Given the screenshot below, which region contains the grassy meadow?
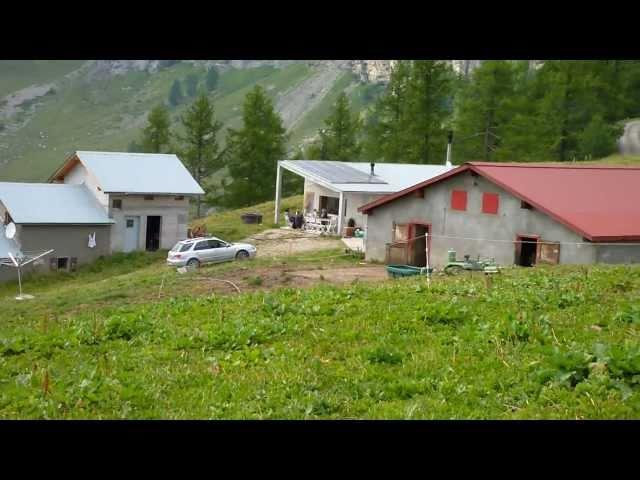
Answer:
[0,252,640,419]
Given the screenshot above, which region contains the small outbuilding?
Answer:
[0,151,204,280]
[359,162,640,267]
[274,160,453,233]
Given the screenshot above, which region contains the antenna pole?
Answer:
[18,267,22,298]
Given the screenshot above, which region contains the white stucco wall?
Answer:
[365,172,596,267]
[304,179,384,232]
[64,163,109,209]
[109,195,189,252]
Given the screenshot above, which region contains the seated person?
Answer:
[284,208,293,227]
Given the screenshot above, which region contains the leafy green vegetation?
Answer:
[0,255,640,419]
[0,61,312,181]
[0,60,84,98]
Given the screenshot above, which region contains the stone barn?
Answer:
[359,162,640,268]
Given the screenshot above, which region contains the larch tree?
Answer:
[402,60,453,163]
[455,60,517,161]
[210,67,219,92]
[178,95,225,217]
[223,85,287,207]
[365,60,411,162]
[169,79,184,107]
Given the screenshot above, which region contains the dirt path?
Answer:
[276,62,344,130]
[243,228,345,257]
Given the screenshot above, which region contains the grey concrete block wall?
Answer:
[109,195,189,252]
[0,225,110,282]
[365,172,604,267]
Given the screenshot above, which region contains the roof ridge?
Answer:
[0,182,85,188]
[467,162,640,170]
[75,150,177,157]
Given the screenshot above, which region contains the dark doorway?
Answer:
[516,236,538,267]
[147,216,162,252]
[409,223,429,267]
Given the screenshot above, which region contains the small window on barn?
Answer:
[393,224,409,242]
[451,190,467,211]
[482,192,500,215]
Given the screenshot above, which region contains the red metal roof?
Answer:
[359,162,640,242]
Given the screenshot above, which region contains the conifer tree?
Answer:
[223,85,287,207]
[320,92,362,161]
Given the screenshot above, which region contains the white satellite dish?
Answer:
[4,222,16,239]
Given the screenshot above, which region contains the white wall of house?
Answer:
[365,172,596,268]
[109,194,189,252]
[64,163,109,208]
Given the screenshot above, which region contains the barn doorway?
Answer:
[409,223,431,267]
[515,235,538,267]
[146,215,162,252]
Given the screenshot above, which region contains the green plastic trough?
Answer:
[387,265,433,278]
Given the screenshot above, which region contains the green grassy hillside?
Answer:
[0,61,376,181]
[0,60,84,98]
[0,255,640,419]
[0,193,640,419]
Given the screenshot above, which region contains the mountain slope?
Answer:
[0,61,380,181]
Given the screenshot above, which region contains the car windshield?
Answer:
[170,242,193,252]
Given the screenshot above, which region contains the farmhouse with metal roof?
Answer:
[359,162,640,267]
[0,151,204,276]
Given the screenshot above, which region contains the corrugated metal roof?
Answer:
[0,182,113,225]
[76,151,204,195]
[359,162,640,241]
[280,160,453,193]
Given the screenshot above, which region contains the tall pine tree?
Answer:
[365,60,411,162]
[405,60,453,163]
[142,105,171,153]
[210,67,218,92]
[223,85,287,207]
[169,79,183,107]
[454,60,517,163]
[320,92,362,161]
[179,95,225,217]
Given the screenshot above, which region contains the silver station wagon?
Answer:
[167,237,256,267]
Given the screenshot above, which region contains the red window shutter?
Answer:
[482,193,500,214]
[451,190,467,211]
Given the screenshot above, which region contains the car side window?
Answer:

* WRITTEN EXERCISE: Rescale the lines between the line holding "Given the screenshot above, which region contains the leafy" and the line holding "[365,172,604,267]", inclusive: output every one of those lines, and multiply each bounding-box coordinate in the answers by 0.85, rounding to whole numbers with halves rounded up. Leave all other text in those lines unchanged, and output nothing beyond that range.

* ANSWER IN FULL:
Given the screenshot above, which region contains the leafy green vegetation?
Answer:
[0,217,544,356]
[0,52,265,154]
[0,51,71,83]
Given the screenshot above, which region contains the stone barn?
Answer:
[305,138,544,228]
Given the screenshot above, which region contains the larch tree?
Answer:
[342,51,385,139]
[387,51,439,137]
[179,57,186,78]
[151,81,191,184]
[190,72,244,176]
[310,51,349,138]
[144,67,156,91]
Given the screenshot above, which region contains the dirt path?
Answer:
[235,53,292,111]
[207,194,293,218]
Given the screenshot above, which region contains the grey concrete block wall?
Answer:
[93,166,161,214]
[0,191,94,240]
[310,146,513,227]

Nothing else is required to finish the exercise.